> STATED EXERCISE: Can you reproduce, character for character, the lines of the records below from the line with "of the extinction" to the line with "[(11, 165)]", including both of those lines?

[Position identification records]
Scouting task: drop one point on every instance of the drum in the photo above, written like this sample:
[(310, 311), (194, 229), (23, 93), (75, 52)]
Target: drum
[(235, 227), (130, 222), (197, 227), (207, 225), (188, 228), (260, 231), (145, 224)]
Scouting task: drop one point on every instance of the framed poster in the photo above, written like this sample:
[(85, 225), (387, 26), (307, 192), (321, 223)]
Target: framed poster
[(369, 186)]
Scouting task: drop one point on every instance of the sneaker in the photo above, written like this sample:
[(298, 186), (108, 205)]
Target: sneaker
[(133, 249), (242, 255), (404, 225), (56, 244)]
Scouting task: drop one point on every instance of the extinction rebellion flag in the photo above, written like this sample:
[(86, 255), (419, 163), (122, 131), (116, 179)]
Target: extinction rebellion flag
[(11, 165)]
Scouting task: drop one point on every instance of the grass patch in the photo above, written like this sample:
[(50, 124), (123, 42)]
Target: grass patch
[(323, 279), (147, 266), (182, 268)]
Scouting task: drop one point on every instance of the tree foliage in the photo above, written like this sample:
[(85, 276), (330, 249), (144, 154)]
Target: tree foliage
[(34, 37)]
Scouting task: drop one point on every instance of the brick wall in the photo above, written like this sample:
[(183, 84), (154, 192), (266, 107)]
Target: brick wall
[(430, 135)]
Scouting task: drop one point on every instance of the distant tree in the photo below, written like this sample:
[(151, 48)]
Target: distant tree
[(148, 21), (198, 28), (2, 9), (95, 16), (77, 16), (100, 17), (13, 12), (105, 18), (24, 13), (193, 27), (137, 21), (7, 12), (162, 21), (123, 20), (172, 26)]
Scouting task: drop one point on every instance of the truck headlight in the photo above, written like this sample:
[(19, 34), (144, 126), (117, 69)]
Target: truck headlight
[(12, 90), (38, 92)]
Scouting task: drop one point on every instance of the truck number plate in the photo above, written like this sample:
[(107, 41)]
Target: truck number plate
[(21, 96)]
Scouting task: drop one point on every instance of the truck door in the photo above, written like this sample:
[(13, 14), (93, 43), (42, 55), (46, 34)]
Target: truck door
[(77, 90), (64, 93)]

> EXERCISE SOLUTION:
Scouting task: drop one point on every instance of the extinction rebellion flag in the photo above, written like this sample:
[(86, 255), (419, 163), (122, 131), (116, 179)]
Target: extinction rebellion flag
[(11, 165)]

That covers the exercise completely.